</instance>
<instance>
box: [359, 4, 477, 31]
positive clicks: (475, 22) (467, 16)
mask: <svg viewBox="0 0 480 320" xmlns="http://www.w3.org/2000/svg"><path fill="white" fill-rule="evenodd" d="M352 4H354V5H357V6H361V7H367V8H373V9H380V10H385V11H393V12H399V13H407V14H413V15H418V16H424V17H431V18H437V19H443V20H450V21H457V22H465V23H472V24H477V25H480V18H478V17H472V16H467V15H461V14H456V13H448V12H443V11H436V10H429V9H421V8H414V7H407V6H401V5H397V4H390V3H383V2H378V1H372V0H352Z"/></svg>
·····
WHAT IS BEING ASKED: All of the material must be given again exactly.

COMPLETED TASK:
</instance>
<instance>
box: [359, 4, 477, 31]
positive clicks: (475, 22) (467, 16)
mask: <svg viewBox="0 0 480 320" xmlns="http://www.w3.org/2000/svg"><path fill="white" fill-rule="evenodd" d="M352 4H354V5H357V6H361V7H367V8H373V9H380V10H385V11H393V12H399V13H407V14H413V15H418V16H424V17H431V18H437V19H443V20H450V21H457V22H465V23H472V24H477V25H480V18H478V17H472V16H467V15H461V14H456V13H448V12H443V11H436V10H429V9H421V8H414V7H407V6H401V5H397V4H390V3H383V2H378V1H372V0H352Z"/></svg>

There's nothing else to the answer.